▶ **Job**
State how many lines of the data below contain the string "wispy", matching case exactly, and give only that number.
## START
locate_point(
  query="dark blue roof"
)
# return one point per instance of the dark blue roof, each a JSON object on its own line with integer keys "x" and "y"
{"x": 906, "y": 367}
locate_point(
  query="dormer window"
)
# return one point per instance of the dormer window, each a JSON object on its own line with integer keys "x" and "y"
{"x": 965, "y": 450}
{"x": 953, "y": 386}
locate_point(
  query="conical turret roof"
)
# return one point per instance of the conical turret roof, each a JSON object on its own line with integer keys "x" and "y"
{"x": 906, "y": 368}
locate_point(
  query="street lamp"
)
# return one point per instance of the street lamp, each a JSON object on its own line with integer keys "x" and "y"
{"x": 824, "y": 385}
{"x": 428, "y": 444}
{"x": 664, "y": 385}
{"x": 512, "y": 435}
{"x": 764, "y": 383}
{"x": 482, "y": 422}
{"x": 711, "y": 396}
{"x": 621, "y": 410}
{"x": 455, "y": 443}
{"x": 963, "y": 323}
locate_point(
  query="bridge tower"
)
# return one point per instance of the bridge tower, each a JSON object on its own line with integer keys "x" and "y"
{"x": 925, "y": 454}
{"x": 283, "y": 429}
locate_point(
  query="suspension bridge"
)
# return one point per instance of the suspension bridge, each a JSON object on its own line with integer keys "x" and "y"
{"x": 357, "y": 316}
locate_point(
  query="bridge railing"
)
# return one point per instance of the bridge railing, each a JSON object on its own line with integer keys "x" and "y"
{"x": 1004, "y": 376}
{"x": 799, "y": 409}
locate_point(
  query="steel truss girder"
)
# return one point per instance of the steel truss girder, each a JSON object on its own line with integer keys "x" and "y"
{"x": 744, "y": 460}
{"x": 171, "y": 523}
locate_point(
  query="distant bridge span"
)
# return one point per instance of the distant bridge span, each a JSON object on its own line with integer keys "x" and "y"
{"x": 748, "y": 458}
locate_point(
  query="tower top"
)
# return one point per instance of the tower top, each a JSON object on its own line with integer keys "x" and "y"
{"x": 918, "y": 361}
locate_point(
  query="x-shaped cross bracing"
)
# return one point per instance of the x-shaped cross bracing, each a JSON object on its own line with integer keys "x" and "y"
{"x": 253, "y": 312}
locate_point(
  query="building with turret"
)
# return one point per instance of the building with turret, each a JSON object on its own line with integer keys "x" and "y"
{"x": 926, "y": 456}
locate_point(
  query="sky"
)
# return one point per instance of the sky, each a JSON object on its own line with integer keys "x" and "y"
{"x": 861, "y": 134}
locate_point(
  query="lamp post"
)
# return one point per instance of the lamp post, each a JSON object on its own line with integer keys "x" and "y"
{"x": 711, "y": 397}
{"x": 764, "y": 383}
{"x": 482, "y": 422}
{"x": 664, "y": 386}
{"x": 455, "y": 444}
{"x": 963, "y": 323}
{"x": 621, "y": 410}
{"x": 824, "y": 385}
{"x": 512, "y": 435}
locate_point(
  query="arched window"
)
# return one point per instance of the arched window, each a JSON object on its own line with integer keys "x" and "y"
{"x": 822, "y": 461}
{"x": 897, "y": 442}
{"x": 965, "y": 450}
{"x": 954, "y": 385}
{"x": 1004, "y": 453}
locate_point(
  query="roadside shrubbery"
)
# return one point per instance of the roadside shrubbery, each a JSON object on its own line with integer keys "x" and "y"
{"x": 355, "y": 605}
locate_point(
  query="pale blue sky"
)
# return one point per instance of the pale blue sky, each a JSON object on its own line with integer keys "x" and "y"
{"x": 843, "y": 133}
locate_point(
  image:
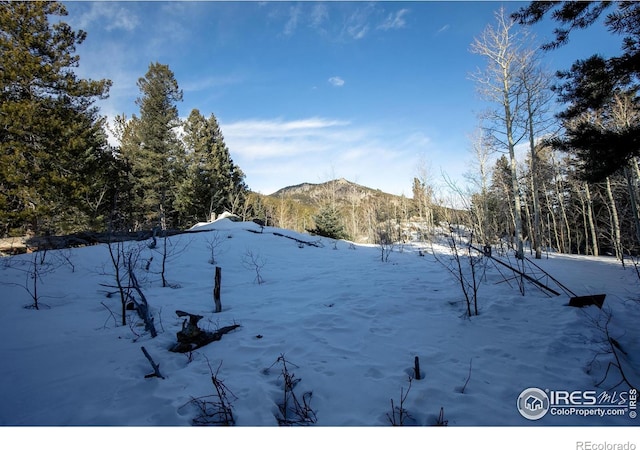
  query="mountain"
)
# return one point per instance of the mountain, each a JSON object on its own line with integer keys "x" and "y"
{"x": 341, "y": 191}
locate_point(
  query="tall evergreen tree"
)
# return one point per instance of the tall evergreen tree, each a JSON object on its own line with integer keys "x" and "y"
{"x": 52, "y": 141}
{"x": 213, "y": 183}
{"x": 154, "y": 150}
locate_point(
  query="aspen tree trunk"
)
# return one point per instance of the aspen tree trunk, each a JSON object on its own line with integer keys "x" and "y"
{"x": 592, "y": 227}
{"x": 615, "y": 223}
{"x": 553, "y": 220}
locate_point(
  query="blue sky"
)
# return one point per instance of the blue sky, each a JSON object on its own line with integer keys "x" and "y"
{"x": 310, "y": 91}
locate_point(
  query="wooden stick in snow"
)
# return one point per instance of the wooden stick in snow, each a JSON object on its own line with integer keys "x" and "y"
{"x": 156, "y": 367}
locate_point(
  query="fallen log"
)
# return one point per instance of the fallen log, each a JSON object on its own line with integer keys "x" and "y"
{"x": 191, "y": 337}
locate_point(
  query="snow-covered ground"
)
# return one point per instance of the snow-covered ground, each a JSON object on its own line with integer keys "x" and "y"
{"x": 344, "y": 323}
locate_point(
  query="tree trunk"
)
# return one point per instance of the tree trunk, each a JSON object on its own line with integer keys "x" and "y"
{"x": 216, "y": 289}
{"x": 615, "y": 223}
{"x": 592, "y": 227}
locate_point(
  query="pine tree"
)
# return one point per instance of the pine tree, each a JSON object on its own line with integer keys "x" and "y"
{"x": 52, "y": 142}
{"x": 329, "y": 223}
{"x": 153, "y": 149}
{"x": 213, "y": 183}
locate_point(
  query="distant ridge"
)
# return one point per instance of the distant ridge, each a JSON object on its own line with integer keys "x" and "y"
{"x": 339, "y": 190}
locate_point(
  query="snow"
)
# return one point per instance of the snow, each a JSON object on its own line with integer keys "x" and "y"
{"x": 348, "y": 325}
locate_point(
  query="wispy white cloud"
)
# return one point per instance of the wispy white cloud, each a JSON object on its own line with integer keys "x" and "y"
{"x": 443, "y": 29}
{"x": 336, "y": 81}
{"x": 210, "y": 82}
{"x": 276, "y": 153}
{"x": 319, "y": 15}
{"x": 112, "y": 16}
{"x": 394, "y": 21}
{"x": 294, "y": 17}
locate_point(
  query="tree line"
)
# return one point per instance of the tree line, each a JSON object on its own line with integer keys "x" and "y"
{"x": 58, "y": 172}
{"x": 577, "y": 188}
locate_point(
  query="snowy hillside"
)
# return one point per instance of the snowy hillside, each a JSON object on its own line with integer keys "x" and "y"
{"x": 330, "y": 314}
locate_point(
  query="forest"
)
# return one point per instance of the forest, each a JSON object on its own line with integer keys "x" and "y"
{"x": 542, "y": 180}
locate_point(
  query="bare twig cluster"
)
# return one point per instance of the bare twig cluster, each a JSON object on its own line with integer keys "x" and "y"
{"x": 399, "y": 415}
{"x": 215, "y": 409}
{"x": 34, "y": 270}
{"x": 293, "y": 411}
{"x": 463, "y": 265}
{"x": 253, "y": 261}
{"x": 213, "y": 244}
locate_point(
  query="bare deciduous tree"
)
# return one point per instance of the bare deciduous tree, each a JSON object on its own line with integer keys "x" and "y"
{"x": 506, "y": 52}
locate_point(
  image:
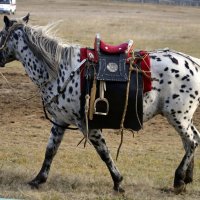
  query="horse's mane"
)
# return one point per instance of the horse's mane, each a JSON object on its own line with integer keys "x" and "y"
{"x": 48, "y": 48}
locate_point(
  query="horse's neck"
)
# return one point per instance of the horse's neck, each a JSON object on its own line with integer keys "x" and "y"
{"x": 33, "y": 66}
{"x": 38, "y": 71}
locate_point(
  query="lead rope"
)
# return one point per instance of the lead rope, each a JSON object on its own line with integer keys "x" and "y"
{"x": 125, "y": 109}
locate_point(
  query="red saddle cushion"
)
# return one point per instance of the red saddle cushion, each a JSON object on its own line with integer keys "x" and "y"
{"x": 107, "y": 48}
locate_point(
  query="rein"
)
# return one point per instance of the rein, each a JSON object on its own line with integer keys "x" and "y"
{"x": 9, "y": 31}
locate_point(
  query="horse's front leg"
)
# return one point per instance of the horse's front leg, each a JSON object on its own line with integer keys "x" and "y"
{"x": 99, "y": 143}
{"x": 52, "y": 147}
{"x": 184, "y": 172}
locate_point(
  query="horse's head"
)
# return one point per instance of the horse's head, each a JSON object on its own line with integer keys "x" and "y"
{"x": 9, "y": 39}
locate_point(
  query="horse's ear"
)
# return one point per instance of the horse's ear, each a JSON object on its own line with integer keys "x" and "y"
{"x": 26, "y": 18}
{"x": 6, "y": 21}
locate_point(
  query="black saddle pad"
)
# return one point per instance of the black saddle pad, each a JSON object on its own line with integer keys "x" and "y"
{"x": 115, "y": 94}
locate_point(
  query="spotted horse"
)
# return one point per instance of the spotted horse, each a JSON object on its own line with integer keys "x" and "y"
{"x": 175, "y": 93}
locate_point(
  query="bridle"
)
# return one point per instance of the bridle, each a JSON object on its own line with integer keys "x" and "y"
{"x": 8, "y": 34}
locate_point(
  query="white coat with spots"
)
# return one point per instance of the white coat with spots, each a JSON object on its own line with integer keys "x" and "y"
{"x": 175, "y": 93}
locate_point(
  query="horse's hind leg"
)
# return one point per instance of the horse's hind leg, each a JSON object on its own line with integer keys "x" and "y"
{"x": 99, "y": 143}
{"x": 189, "y": 171}
{"x": 184, "y": 172}
{"x": 52, "y": 147}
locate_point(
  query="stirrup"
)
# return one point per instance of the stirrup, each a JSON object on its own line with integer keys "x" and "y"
{"x": 101, "y": 102}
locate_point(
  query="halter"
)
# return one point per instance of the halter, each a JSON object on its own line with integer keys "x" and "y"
{"x": 9, "y": 32}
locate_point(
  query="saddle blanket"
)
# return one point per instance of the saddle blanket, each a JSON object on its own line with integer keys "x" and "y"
{"x": 116, "y": 94}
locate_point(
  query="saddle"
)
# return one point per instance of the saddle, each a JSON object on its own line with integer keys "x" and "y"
{"x": 107, "y": 100}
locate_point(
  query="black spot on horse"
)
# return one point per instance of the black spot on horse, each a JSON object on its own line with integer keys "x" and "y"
{"x": 70, "y": 90}
{"x": 174, "y": 71}
{"x": 166, "y": 69}
{"x": 16, "y": 36}
{"x": 175, "y": 96}
{"x": 158, "y": 59}
{"x": 153, "y": 57}
{"x": 174, "y": 60}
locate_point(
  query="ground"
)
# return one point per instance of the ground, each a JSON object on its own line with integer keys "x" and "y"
{"x": 147, "y": 160}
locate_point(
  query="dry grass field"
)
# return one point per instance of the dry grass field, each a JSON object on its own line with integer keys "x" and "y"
{"x": 147, "y": 161}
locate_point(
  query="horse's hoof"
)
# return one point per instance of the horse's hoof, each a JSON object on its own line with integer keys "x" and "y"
{"x": 33, "y": 184}
{"x": 119, "y": 190}
{"x": 180, "y": 189}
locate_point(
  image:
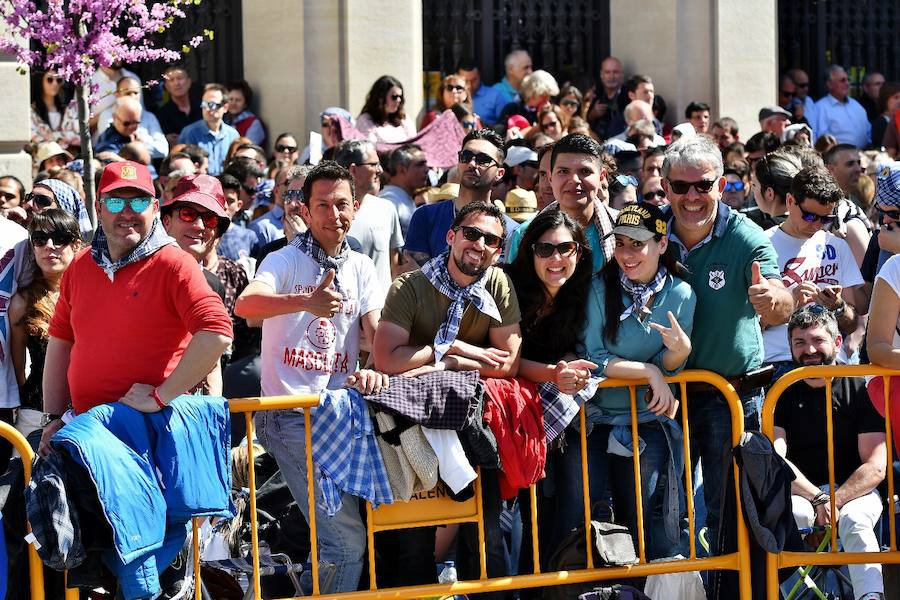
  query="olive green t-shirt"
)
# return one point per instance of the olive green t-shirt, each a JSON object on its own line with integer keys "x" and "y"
## END
▶ **Exercise solution**
2